## Begin DATA TO PROCESS

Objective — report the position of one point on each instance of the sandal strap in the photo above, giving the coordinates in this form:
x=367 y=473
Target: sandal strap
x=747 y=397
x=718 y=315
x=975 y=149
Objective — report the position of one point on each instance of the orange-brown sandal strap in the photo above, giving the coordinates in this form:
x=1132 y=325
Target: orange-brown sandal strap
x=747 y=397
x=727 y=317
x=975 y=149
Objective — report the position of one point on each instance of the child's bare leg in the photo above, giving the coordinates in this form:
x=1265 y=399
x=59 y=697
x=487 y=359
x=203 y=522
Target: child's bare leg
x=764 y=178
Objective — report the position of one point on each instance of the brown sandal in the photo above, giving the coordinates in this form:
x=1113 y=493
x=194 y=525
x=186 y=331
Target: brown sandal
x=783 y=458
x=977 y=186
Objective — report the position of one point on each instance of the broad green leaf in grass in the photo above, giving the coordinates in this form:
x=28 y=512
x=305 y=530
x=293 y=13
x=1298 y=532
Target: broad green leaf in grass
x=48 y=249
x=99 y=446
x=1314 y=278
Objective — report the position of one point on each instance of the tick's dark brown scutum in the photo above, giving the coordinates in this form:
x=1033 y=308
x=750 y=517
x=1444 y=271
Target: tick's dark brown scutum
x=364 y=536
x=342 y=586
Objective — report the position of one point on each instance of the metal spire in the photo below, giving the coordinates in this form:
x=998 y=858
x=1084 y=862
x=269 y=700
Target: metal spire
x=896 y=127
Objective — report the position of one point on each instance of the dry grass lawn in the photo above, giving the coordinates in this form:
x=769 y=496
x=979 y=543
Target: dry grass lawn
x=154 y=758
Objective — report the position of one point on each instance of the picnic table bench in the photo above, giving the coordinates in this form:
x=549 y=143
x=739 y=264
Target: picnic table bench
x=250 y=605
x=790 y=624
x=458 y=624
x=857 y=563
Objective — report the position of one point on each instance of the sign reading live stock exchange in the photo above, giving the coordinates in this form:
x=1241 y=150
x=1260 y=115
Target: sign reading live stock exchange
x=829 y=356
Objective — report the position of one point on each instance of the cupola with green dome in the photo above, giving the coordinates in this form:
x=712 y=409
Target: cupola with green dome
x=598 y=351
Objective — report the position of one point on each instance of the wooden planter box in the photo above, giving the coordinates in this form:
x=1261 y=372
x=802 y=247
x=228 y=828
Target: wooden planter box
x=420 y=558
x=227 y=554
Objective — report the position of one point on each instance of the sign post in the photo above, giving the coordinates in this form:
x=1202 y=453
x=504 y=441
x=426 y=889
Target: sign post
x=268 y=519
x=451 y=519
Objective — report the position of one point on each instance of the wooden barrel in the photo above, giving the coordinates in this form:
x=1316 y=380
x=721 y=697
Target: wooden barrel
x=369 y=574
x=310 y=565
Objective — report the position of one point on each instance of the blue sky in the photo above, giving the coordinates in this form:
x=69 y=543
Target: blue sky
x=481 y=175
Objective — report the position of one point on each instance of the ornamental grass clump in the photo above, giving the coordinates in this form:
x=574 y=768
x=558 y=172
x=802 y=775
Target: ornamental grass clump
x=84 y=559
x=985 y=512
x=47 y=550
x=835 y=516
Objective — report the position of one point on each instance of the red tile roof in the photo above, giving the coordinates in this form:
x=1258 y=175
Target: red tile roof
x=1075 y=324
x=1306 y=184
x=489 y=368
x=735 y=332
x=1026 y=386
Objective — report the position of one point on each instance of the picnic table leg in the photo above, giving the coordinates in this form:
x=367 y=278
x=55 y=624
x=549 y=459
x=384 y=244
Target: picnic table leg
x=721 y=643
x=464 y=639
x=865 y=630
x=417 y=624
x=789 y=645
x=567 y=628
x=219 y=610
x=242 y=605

## End DATA TO PROCESS

● WRITTEN EXERCISE
Reproduce the records above from the line with "of the orange-brown" up to and including the line with "x=977 y=186", and nothing outside that span. Keep the requests unchanged, including their sample coordinates, and offset every coordinate in the answers by adding 125.

● RIGHT ANSWER
Objective — report the position of one point on each instance of the orange-brown sandal strap in the photo above, giving the coordinates in this form:
x=1132 y=325
Target: orange-brown sandal strap
x=872 y=522
x=852 y=442
x=1100 y=274
Objective — report the position of one point on each instance of the child's bare leg in the photo above, giving the coordinates in this form:
x=1265 y=399
x=59 y=697
x=487 y=359
x=203 y=522
Target: child's bare leg
x=889 y=303
Objective — report the position of one point on each instance of the brown sandal in the photo above, giving the coordinates in this form:
x=1113 y=493
x=194 y=525
x=186 y=331
Target: brown sandal
x=908 y=583
x=1102 y=311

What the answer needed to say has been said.